## What the exercise asks
Each line from the one containing "Task: tag every instance of the white" to the end of the records should be copied exactly, and no other line.

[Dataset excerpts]
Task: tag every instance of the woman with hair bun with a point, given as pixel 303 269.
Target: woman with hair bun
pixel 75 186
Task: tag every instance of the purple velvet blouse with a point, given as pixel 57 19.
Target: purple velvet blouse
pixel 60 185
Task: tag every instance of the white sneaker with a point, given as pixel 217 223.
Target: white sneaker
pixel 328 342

## Task response
Task: tag every instance of the white sneaker with a point, given as pixel 217 223.
Target: white sneaker
pixel 328 342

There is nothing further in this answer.